Dataset extract
★ ★ ★ ★ ★ ★ ★
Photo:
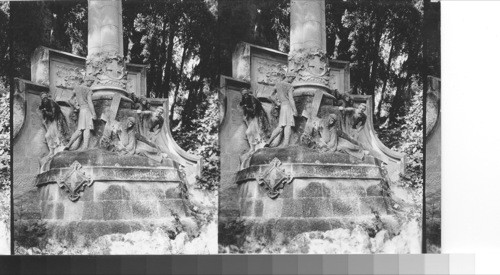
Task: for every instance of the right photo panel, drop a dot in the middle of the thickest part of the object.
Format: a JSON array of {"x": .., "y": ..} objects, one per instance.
[{"x": 322, "y": 126}]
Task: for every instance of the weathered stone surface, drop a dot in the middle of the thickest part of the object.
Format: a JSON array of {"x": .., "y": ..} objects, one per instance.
[
  {"x": 307, "y": 189},
  {"x": 108, "y": 192},
  {"x": 345, "y": 206},
  {"x": 145, "y": 209},
  {"x": 316, "y": 207},
  {"x": 259, "y": 208},
  {"x": 116, "y": 210},
  {"x": 169, "y": 206},
  {"x": 292, "y": 208},
  {"x": 272, "y": 208},
  {"x": 247, "y": 208},
  {"x": 307, "y": 24},
  {"x": 60, "y": 211},
  {"x": 370, "y": 204},
  {"x": 72, "y": 211},
  {"x": 374, "y": 191},
  {"x": 298, "y": 154},
  {"x": 48, "y": 210},
  {"x": 93, "y": 211}
]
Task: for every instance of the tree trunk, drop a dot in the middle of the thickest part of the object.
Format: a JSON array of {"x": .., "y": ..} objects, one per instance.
[
  {"x": 184, "y": 52},
  {"x": 386, "y": 78},
  {"x": 168, "y": 65}
]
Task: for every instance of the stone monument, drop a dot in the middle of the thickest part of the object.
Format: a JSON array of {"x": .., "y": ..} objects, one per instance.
[
  {"x": 329, "y": 170},
  {"x": 92, "y": 155}
]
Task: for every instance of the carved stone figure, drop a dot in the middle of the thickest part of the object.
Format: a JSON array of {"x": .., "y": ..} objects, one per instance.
[
  {"x": 152, "y": 121},
  {"x": 152, "y": 144},
  {"x": 334, "y": 139},
  {"x": 284, "y": 96},
  {"x": 83, "y": 102},
  {"x": 354, "y": 119},
  {"x": 57, "y": 131},
  {"x": 257, "y": 124},
  {"x": 127, "y": 138}
]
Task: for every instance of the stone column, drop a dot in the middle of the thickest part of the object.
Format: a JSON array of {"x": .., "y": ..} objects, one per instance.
[
  {"x": 307, "y": 58},
  {"x": 307, "y": 25},
  {"x": 105, "y": 61}
]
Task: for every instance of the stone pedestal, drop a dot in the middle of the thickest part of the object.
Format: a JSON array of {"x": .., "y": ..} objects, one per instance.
[
  {"x": 322, "y": 191},
  {"x": 307, "y": 25},
  {"x": 105, "y": 63},
  {"x": 93, "y": 193}
]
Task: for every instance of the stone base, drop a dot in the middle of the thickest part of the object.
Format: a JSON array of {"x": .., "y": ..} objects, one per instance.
[
  {"x": 82, "y": 233},
  {"x": 322, "y": 191},
  {"x": 282, "y": 230}
]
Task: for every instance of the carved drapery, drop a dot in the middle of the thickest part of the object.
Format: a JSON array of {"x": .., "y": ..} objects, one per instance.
[
  {"x": 309, "y": 66},
  {"x": 75, "y": 181},
  {"x": 107, "y": 69}
]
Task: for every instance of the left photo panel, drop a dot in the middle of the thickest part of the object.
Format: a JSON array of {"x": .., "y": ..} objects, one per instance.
[
  {"x": 5, "y": 184},
  {"x": 115, "y": 127}
]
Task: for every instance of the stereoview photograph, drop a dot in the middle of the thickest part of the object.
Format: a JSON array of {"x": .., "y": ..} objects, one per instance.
[
  {"x": 115, "y": 127},
  {"x": 322, "y": 130}
]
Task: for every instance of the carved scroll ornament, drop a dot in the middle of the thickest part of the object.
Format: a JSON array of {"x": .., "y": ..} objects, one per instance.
[
  {"x": 274, "y": 178},
  {"x": 75, "y": 181}
]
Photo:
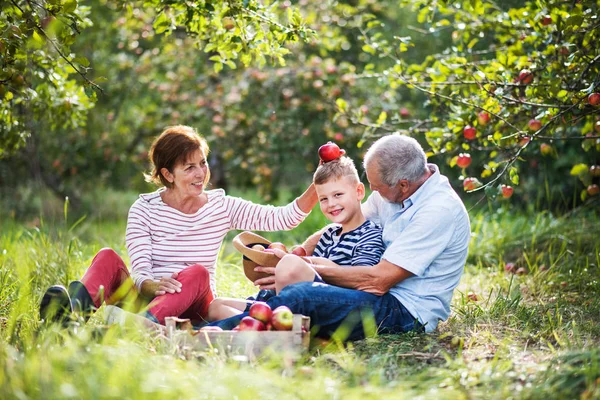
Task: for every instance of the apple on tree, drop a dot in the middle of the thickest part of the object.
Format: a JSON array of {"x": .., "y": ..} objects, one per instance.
[
  {"x": 469, "y": 132},
  {"x": 507, "y": 191},
  {"x": 546, "y": 149},
  {"x": 483, "y": 118},
  {"x": 594, "y": 99},
  {"x": 525, "y": 77},
  {"x": 534, "y": 124},
  {"x": 463, "y": 160},
  {"x": 282, "y": 319},
  {"x": 471, "y": 184}
]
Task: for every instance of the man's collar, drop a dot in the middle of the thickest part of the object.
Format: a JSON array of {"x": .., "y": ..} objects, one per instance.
[{"x": 434, "y": 177}]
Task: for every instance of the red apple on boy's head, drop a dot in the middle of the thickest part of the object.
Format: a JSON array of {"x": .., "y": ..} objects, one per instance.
[
  {"x": 261, "y": 311},
  {"x": 282, "y": 319},
  {"x": 329, "y": 152},
  {"x": 250, "y": 324}
]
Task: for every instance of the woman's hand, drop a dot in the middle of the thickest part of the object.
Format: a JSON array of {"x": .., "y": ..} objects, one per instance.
[
  {"x": 268, "y": 282},
  {"x": 168, "y": 285}
]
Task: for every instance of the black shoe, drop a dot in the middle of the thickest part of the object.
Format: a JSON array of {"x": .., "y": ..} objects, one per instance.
[
  {"x": 81, "y": 301},
  {"x": 56, "y": 305}
]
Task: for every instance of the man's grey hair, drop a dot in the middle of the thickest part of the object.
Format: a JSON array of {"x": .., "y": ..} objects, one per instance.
[{"x": 397, "y": 157}]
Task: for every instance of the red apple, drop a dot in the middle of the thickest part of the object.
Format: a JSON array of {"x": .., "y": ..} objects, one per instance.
[
  {"x": 282, "y": 319},
  {"x": 261, "y": 311},
  {"x": 525, "y": 77},
  {"x": 483, "y": 118},
  {"x": 506, "y": 191},
  {"x": 594, "y": 99},
  {"x": 471, "y": 184},
  {"x": 523, "y": 140},
  {"x": 250, "y": 324},
  {"x": 329, "y": 152},
  {"x": 510, "y": 267},
  {"x": 463, "y": 160},
  {"x": 299, "y": 251},
  {"x": 546, "y": 20},
  {"x": 469, "y": 132},
  {"x": 278, "y": 245},
  {"x": 228, "y": 23},
  {"x": 546, "y": 149},
  {"x": 534, "y": 124}
]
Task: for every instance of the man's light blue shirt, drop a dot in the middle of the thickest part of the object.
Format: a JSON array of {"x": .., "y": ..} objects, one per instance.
[{"x": 428, "y": 236}]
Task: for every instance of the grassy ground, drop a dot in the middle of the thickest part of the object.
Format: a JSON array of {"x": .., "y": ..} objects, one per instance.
[{"x": 533, "y": 335}]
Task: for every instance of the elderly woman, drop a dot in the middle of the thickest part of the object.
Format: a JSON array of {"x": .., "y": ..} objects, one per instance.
[{"x": 173, "y": 238}]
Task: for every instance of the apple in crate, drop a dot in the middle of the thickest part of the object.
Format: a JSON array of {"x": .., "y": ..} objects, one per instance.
[
  {"x": 282, "y": 319},
  {"x": 250, "y": 324},
  {"x": 261, "y": 311}
]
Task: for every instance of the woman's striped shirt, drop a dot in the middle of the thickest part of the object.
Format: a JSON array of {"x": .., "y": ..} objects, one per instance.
[{"x": 162, "y": 240}]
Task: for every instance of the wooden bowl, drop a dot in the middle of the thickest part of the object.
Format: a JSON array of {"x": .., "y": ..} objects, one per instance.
[{"x": 251, "y": 258}]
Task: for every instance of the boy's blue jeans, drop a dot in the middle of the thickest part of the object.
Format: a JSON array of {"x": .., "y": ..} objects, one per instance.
[{"x": 330, "y": 307}]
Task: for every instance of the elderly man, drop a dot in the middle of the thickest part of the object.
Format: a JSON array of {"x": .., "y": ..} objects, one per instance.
[{"x": 426, "y": 232}]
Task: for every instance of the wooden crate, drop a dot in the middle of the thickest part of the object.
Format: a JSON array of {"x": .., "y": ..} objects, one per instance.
[{"x": 247, "y": 343}]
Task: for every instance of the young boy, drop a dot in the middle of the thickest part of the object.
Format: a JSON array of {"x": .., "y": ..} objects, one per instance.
[{"x": 350, "y": 240}]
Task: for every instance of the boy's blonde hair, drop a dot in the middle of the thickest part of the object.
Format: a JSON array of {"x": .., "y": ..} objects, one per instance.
[{"x": 336, "y": 169}]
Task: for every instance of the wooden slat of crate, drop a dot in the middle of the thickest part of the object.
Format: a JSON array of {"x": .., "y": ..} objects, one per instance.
[{"x": 248, "y": 343}]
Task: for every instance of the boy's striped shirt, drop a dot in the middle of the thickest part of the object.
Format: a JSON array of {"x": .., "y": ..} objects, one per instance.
[{"x": 361, "y": 246}]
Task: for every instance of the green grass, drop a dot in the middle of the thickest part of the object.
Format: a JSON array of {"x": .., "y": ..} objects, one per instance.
[{"x": 529, "y": 336}]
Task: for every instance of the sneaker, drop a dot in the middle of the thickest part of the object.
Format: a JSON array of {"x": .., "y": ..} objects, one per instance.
[
  {"x": 56, "y": 305},
  {"x": 81, "y": 301}
]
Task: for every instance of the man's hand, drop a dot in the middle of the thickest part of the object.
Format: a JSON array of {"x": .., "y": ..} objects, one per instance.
[{"x": 268, "y": 282}]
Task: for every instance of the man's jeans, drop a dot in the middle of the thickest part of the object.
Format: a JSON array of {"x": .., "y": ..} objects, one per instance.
[{"x": 357, "y": 314}]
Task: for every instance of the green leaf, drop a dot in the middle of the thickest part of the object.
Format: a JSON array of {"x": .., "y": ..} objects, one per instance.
[{"x": 579, "y": 169}]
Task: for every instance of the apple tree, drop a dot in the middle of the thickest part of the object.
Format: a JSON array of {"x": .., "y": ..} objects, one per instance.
[{"x": 517, "y": 89}]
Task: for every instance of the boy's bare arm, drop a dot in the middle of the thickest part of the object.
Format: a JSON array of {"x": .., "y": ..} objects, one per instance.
[
  {"x": 378, "y": 279},
  {"x": 311, "y": 242}
]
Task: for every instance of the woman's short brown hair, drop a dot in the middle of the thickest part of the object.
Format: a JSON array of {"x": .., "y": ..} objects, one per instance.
[
  {"x": 336, "y": 169},
  {"x": 172, "y": 147}
]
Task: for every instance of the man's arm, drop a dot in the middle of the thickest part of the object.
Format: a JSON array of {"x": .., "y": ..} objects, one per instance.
[{"x": 377, "y": 280}]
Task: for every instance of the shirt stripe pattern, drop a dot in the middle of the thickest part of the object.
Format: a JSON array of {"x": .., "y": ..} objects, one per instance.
[
  {"x": 361, "y": 246},
  {"x": 162, "y": 240}
]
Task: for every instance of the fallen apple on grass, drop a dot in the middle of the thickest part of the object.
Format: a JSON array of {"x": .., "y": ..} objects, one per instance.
[{"x": 282, "y": 319}]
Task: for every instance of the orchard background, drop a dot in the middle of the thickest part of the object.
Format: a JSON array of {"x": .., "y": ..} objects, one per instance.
[{"x": 504, "y": 97}]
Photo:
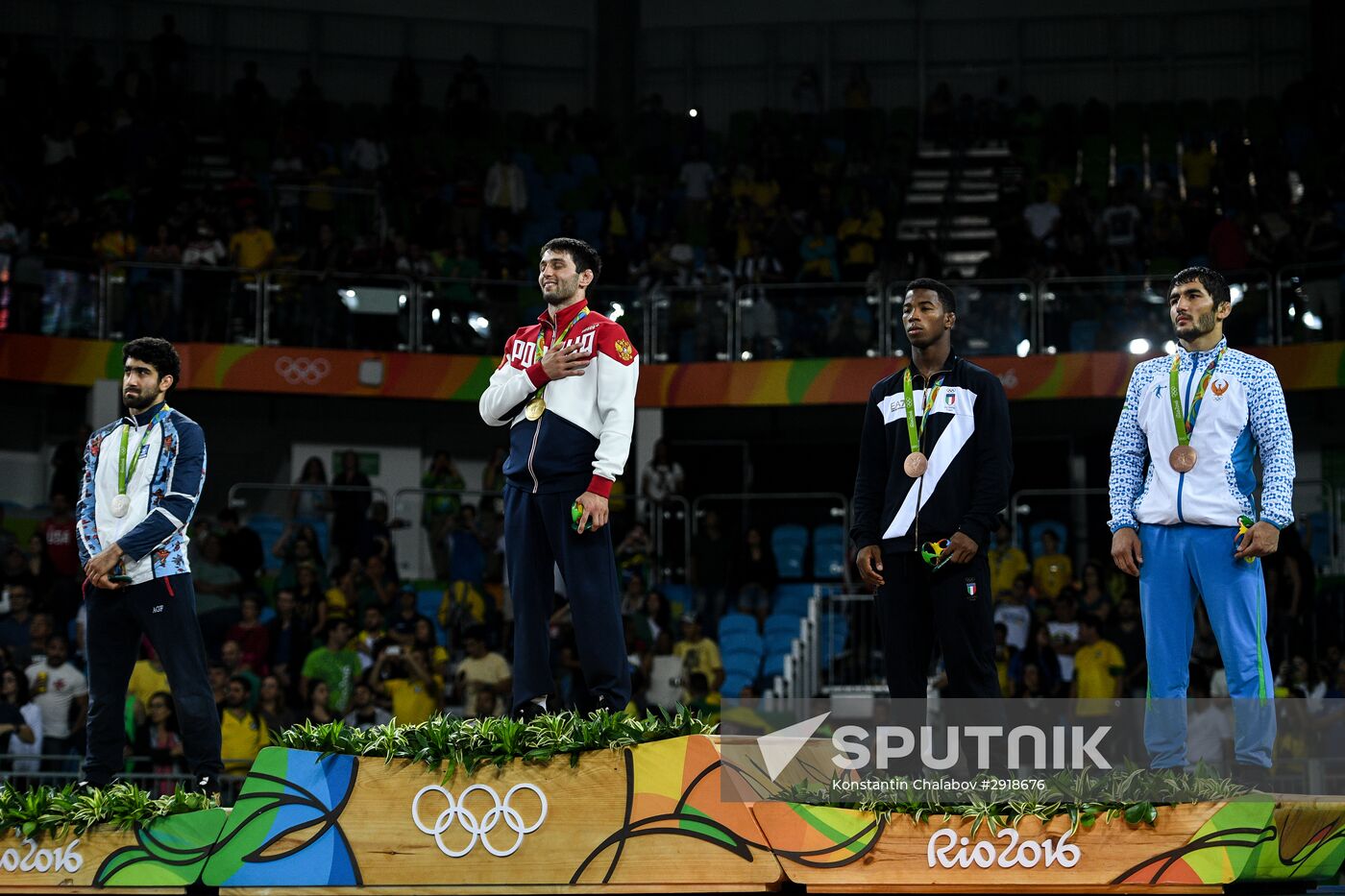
★ ★ ★ ★ ★ ★ ★
Your objective
Looking through the data above, copy out each line in which the string "tree" occurs.

Answer for this exercise
Task: for every instance of the tree trunk, drop a dot in the middle of the thickest part of the object.
Task: for every instance of the apple on tree, drop a dot in the middle of the thickest part of the object.
Task: for every instance of the apple tree, drop a dot in the middle of the thickest part of the object.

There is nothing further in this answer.